## What the task asks:
Write out the listing below without alteration, omitting its pictures.

[Image object location entries]

• • •

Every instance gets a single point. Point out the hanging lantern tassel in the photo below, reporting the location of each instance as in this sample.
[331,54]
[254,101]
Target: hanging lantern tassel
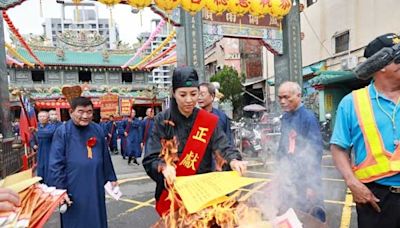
[111,20]
[41,8]
[141,18]
[90,153]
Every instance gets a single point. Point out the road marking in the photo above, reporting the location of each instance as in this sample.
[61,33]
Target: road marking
[122,181]
[135,202]
[144,204]
[270,174]
[251,192]
[255,164]
[329,166]
[346,212]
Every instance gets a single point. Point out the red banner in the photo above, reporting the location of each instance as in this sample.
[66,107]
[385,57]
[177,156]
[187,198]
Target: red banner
[109,105]
[125,106]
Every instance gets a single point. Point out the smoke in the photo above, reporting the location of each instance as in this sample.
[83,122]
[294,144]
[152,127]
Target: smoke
[295,183]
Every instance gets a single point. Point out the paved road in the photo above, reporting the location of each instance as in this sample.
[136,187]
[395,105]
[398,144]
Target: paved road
[136,208]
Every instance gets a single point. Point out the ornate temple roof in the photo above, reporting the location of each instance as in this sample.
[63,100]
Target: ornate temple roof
[76,58]
[5,4]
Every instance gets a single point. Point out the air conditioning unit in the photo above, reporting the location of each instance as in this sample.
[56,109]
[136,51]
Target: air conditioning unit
[349,62]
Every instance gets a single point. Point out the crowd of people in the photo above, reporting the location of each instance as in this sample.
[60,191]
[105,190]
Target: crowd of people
[76,155]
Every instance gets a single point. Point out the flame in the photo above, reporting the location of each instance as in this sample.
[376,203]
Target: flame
[230,213]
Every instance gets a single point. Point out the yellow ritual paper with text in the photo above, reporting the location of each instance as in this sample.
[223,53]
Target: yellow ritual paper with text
[200,191]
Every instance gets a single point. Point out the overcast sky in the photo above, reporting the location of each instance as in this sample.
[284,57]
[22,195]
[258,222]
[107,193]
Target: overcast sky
[26,18]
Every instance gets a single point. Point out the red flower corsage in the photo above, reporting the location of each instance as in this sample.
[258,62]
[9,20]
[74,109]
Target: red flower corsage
[89,145]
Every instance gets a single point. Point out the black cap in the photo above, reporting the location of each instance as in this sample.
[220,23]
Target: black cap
[387,40]
[184,77]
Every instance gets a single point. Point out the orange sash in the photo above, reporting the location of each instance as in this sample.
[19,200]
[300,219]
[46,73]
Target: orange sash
[192,154]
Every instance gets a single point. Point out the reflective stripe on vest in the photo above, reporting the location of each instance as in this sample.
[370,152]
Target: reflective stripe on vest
[378,163]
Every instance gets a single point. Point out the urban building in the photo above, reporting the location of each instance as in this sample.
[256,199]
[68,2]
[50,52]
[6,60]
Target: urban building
[335,34]
[84,17]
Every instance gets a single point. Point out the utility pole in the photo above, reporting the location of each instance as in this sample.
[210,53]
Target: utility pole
[189,42]
[288,66]
[4,94]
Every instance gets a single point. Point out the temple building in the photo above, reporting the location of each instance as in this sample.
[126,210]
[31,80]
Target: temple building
[79,61]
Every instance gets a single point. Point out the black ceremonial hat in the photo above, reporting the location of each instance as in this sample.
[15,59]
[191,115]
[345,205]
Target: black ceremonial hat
[387,40]
[184,77]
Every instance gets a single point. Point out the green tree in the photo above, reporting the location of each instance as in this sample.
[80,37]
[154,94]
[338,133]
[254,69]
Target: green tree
[231,87]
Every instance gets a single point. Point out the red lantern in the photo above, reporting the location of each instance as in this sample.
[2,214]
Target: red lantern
[193,6]
[279,8]
[140,4]
[238,7]
[259,8]
[217,6]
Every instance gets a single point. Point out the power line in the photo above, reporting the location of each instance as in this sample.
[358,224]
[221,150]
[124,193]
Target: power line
[316,35]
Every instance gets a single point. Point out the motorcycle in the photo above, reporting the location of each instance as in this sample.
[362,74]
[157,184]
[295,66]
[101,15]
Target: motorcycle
[326,130]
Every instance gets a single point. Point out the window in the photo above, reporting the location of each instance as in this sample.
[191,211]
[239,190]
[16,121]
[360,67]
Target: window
[310,2]
[127,77]
[342,42]
[37,76]
[85,76]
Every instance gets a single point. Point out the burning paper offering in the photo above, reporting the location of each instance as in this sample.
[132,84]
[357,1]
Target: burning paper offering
[200,191]
[38,201]
[287,220]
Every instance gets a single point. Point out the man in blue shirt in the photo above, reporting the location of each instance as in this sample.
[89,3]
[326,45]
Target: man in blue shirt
[299,155]
[206,98]
[377,198]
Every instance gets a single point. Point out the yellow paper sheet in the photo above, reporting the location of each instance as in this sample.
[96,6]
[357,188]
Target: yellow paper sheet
[198,191]
[19,181]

• • •

## Solution for this problem:
Every instance gets a single point. Point out the hanging lantern tassel in the photo below, reporting the location of each instance as in this sample.
[331,54]
[254,101]
Target: hanging lantern tassel
[111,20]
[41,8]
[141,18]
[90,153]
Every instance gets a single point. Point out the road marking in the photo above, reporting the location of each instance as in this sample.
[61,33]
Target: road marking
[122,181]
[135,202]
[144,204]
[270,174]
[251,192]
[255,164]
[329,166]
[346,212]
Every instance gets a single point. Point out the red banner in the photo above, reporting the location of each instance as in this sample.
[66,107]
[385,57]
[177,156]
[187,198]
Target: red banner
[109,105]
[125,106]
Every instance gets a single point. Point out the smoke in the photo above, reporting the location of each instance as in this sample.
[83,122]
[294,144]
[152,127]
Target: smoke
[295,183]
Every instance gets a single point. Point out the paved road in the photo above, reporting the location of each instance as in this sample.
[136,187]
[395,105]
[398,144]
Target: paved road
[136,208]
Every instance gets a single point. Point out the ornate temple roof in the photo above, reporting the location of each instance as in this sample.
[63,100]
Target: ornate temple roof
[76,58]
[5,4]
Every instance gets a single point. Point out the air conditioning unit in the photo above, reporting the location of each instance as in this sample.
[56,109]
[136,51]
Target: air conditioning unit
[349,62]
Every instance gets a single point. Point out the crowd of people in the photo above, reporting the location of each instance as in this sample.
[60,191]
[105,190]
Target: crowd of people
[76,155]
Every instance gets a single point. Point out the flame in the photo above, reporting the location of each instance as in this sample.
[376,203]
Target: flame
[230,213]
Every instance gets a single point. Point out the yellow ritual paper with text in the photo above, reporting the location of each instance as in this sample.
[223,53]
Target: yellow ritual paper with text
[200,191]
Every instance gets a single point. Point out the overcast sky in the photo above, reporting the location of each instance as in this sample.
[284,57]
[22,195]
[258,222]
[107,193]
Target: overcast sky
[26,18]
Every instance gets a single point. Point out the red flower corsage in the photo above, reporting the location of each instance as in this sample.
[258,62]
[9,20]
[74,109]
Target: red flower corsage
[89,145]
Every instance gets a single point. Point out the black cap in the photo above, reporting the location of each instance as in this sample.
[220,23]
Target: black cap
[387,40]
[184,77]
Every instance gets a single point. Point out the orange sash in the photo above, reporting the location of each instance as in this sample.
[19,200]
[300,219]
[46,73]
Target: orange sash
[192,154]
Every instance gets a single point. Point out the reflective stripe on vest in the photo above, reporting the location of each instance as in this sample.
[370,152]
Target: reflective stripe on vest
[378,163]
Every instance gets a single point. Point out the urban building in the photo above, reporting the location of each instance as in this sample.
[256,199]
[68,2]
[50,52]
[6,60]
Target: urban building
[335,34]
[84,17]
Every instance gets a single point. Point out the utility pole in the photo above, reporting the location of each instance as in this sample.
[210,53]
Target: utility pole
[189,42]
[288,66]
[4,94]
Every instance gets a single point. Point out the temple building in the photo above, reporting the location of each instance as in this sample.
[126,210]
[31,80]
Target: temple building
[79,61]
Every instance gets a single point. Point out the black ceremonial hat in the photo above, reporting the location of each instance as in this sample.
[15,59]
[191,115]
[345,205]
Target: black ceremonial hat
[387,40]
[184,77]
Every instance gets a single point. Point out the green tree in the photo above, reporting the location of each instance as in this sample.
[80,37]
[154,94]
[338,133]
[254,69]
Target: green tree
[231,87]
Every instance gets a single point. Point out the red lantern in the photo above, reporting the location of each instance as in this sample.
[2,214]
Target: red lantern
[193,6]
[279,8]
[140,4]
[238,7]
[259,8]
[217,6]
Every instance gets a single point. Point out the power line in the photo above, reporting the location of each instance as in this sample.
[358,224]
[221,150]
[124,193]
Target: power line
[316,35]
Every instance gets a single point. Point out the motorcycle in the photo above, reporting the location of each instance as in this sample.
[362,74]
[157,184]
[295,66]
[101,15]
Target: motorcycle
[326,130]
Every instance gets a single point. Point out the window in the photo above, reporting the location of each instance as in this sample.
[191,211]
[239,190]
[16,121]
[360,67]
Target: window
[310,2]
[127,77]
[342,42]
[37,76]
[85,76]
Every instance gets a single point. Point out the burning paper offering in the photo above, reporting the location of each instance as in this sample.
[132,84]
[357,1]
Target: burning paper offering
[200,191]
[38,201]
[287,220]
Every instance gets a single point. Point out the man in blue shirt in the photo above, reporting the location of each instance as in this sample.
[89,3]
[326,45]
Target: man in blue shirt
[299,155]
[206,98]
[377,198]
Every instance gets a single point. Point out the yellow paper sheet in the photo above, reporting the location of each instance as in this sample.
[96,6]
[357,188]
Target: yellow paper sheet
[198,191]
[19,181]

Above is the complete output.